Print the lines of the listing below without any change, starting at the line that contains "pin: the bridge, one" and ending at the last line of the listing, with both of those lines included.

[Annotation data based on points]
######
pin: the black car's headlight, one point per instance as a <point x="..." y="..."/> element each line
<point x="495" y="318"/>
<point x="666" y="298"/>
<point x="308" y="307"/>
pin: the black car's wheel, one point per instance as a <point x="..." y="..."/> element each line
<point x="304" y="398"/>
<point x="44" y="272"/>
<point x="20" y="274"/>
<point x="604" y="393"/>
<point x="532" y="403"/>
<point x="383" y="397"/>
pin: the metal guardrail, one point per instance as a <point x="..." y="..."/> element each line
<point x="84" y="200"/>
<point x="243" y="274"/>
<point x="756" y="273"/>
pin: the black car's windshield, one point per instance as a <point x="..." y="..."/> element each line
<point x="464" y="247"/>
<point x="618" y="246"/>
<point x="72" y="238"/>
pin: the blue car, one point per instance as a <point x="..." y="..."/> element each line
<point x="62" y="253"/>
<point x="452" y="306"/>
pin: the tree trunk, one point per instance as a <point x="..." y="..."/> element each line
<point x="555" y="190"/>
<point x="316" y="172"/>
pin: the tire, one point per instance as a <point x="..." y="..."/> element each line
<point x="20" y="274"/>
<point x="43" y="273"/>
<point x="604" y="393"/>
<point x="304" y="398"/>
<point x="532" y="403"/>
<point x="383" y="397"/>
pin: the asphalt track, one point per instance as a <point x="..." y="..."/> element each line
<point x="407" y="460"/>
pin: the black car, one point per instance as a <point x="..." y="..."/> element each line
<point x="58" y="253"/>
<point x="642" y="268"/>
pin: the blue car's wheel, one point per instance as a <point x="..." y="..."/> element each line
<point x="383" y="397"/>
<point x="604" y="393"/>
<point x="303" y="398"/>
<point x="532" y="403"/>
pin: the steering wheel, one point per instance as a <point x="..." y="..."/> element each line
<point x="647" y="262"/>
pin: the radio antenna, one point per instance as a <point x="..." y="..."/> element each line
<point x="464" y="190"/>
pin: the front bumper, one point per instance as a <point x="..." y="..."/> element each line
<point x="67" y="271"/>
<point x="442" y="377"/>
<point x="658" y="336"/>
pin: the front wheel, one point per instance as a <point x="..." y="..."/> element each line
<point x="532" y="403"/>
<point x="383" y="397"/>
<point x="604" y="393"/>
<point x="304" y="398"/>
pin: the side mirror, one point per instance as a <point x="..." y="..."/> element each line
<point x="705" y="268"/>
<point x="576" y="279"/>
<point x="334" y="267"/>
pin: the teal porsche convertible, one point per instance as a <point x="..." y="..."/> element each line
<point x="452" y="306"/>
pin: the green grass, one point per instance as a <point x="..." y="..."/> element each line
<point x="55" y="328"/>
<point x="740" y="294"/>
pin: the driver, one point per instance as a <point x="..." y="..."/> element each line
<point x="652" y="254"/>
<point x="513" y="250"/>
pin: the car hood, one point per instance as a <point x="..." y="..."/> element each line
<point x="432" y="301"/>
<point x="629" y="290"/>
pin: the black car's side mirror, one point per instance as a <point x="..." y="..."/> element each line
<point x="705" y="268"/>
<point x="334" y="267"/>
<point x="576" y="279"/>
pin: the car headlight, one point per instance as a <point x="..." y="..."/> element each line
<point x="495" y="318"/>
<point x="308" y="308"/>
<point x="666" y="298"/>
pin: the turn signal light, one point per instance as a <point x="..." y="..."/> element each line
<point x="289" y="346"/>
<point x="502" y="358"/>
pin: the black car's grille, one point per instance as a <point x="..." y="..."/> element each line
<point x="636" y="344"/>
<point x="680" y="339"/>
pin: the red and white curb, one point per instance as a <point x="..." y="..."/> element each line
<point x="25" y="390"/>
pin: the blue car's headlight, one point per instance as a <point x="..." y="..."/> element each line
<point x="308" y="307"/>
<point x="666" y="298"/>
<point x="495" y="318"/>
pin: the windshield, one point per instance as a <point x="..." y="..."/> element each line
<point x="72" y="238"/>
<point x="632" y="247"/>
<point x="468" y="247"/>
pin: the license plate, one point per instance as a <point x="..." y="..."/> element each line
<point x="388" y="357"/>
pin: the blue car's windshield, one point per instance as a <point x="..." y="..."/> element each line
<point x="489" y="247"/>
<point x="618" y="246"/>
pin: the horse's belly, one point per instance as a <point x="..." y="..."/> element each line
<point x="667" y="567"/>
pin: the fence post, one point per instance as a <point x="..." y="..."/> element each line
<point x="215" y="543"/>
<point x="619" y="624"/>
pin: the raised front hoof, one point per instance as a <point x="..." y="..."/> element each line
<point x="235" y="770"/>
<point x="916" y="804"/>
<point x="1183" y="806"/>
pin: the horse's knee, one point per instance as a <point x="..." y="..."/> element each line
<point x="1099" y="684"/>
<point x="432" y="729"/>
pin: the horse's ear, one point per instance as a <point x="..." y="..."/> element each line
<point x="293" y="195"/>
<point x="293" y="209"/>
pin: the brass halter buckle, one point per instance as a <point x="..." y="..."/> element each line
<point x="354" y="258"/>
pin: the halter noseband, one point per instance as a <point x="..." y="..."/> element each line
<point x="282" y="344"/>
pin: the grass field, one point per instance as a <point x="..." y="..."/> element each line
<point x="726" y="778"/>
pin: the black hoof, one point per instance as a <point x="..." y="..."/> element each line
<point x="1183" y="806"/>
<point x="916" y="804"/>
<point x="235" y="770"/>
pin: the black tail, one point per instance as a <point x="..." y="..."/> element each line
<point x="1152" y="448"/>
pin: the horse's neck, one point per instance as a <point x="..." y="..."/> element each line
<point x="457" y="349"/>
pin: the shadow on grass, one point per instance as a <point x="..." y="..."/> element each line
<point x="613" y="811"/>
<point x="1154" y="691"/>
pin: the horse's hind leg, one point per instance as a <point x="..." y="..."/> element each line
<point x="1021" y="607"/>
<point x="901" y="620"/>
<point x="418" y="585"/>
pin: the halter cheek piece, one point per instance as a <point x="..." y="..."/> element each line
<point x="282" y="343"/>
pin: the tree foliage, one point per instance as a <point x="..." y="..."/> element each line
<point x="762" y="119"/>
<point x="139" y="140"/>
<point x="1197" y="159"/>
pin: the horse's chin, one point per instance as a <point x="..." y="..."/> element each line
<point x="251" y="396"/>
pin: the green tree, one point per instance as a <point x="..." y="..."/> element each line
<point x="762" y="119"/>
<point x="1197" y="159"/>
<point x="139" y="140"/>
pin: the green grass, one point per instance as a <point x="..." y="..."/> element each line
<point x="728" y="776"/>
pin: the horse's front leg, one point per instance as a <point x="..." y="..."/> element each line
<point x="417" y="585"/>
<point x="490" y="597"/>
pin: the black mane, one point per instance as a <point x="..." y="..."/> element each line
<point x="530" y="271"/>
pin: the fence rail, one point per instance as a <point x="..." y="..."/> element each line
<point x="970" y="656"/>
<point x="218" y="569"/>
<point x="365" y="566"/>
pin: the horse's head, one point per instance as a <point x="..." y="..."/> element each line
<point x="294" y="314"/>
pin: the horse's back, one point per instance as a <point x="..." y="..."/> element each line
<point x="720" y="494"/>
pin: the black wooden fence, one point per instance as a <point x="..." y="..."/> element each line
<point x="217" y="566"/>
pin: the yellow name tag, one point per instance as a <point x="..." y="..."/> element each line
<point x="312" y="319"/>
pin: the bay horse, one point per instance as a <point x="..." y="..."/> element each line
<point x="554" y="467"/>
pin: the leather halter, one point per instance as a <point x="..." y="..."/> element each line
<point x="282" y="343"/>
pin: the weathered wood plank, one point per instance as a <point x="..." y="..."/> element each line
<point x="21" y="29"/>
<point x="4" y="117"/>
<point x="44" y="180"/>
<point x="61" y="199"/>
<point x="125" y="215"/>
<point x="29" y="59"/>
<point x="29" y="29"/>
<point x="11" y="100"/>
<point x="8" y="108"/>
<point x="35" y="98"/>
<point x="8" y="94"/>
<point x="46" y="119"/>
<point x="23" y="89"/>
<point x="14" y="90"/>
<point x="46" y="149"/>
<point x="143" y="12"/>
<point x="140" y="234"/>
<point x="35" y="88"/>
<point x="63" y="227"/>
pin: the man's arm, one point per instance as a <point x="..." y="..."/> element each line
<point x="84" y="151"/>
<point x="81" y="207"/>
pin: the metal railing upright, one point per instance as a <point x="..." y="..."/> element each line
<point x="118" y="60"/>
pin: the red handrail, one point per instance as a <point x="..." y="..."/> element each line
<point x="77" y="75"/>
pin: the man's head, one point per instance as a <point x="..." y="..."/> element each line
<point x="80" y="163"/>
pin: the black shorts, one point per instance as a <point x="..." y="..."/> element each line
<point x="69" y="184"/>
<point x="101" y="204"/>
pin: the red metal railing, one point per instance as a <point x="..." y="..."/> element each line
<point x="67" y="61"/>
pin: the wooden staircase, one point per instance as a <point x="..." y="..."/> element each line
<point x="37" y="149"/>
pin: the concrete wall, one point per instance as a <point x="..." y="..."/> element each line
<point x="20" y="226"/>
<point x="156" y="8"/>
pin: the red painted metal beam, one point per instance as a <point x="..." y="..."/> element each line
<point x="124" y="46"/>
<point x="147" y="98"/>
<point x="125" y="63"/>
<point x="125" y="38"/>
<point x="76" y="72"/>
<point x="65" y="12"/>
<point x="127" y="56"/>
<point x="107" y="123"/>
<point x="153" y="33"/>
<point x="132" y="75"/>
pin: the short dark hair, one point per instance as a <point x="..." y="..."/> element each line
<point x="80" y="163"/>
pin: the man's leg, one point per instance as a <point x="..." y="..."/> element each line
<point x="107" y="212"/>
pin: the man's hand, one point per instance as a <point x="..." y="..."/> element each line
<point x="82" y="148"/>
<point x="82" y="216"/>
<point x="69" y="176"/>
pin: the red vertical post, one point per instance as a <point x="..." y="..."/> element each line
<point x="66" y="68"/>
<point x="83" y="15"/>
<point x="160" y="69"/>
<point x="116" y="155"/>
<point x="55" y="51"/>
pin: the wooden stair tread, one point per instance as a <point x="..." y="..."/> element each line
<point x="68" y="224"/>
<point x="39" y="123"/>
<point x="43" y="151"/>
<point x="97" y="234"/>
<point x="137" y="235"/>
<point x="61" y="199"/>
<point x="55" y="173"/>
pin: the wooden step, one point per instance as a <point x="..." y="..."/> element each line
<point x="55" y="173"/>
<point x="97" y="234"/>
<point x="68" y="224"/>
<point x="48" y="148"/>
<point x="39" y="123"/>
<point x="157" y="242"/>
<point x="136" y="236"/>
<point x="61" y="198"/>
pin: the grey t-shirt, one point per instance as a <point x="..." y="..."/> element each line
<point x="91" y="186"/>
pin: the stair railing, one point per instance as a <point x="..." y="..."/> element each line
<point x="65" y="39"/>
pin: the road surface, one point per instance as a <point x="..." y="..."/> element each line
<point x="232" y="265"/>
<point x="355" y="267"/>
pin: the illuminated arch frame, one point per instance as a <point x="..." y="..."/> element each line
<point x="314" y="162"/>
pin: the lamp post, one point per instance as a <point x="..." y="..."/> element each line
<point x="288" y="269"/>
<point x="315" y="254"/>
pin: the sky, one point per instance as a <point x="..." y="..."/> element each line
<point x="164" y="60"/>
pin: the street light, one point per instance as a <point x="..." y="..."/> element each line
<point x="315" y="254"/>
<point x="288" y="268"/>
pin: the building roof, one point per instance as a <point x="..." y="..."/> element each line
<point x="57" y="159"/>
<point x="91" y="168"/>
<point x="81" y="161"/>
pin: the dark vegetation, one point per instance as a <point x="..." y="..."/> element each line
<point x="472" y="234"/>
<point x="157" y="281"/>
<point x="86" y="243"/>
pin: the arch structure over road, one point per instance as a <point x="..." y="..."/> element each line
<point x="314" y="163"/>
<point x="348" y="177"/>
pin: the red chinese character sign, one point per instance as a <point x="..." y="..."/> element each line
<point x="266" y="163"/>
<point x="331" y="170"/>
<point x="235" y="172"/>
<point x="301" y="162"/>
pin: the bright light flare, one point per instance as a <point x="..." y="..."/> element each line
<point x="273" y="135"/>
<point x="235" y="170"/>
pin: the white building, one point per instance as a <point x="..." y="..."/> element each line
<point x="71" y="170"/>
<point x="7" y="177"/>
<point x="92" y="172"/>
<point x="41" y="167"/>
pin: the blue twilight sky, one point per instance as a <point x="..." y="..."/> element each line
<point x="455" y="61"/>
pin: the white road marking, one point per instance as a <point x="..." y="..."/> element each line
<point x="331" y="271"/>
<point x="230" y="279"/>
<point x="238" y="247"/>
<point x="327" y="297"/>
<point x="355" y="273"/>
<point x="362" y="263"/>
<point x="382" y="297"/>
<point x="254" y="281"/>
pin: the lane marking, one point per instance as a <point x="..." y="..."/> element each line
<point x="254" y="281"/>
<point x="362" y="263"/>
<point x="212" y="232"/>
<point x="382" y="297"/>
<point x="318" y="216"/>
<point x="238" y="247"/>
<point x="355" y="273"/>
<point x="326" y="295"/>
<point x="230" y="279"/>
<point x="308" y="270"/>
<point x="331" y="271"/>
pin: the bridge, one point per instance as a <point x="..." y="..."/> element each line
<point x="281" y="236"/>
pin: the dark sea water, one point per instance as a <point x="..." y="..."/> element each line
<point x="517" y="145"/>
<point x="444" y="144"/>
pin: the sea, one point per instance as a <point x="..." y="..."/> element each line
######
Problem solution:
pin: the bridge, one point per instance as a <point x="..." y="..."/> element each line
<point x="281" y="236"/>
pin: the dark sea water, one point per instance as a <point x="..." y="..."/> element each line
<point x="517" y="145"/>
<point x="444" y="144"/>
pin: the sea, one point per instance as a <point x="..." y="..."/> element each line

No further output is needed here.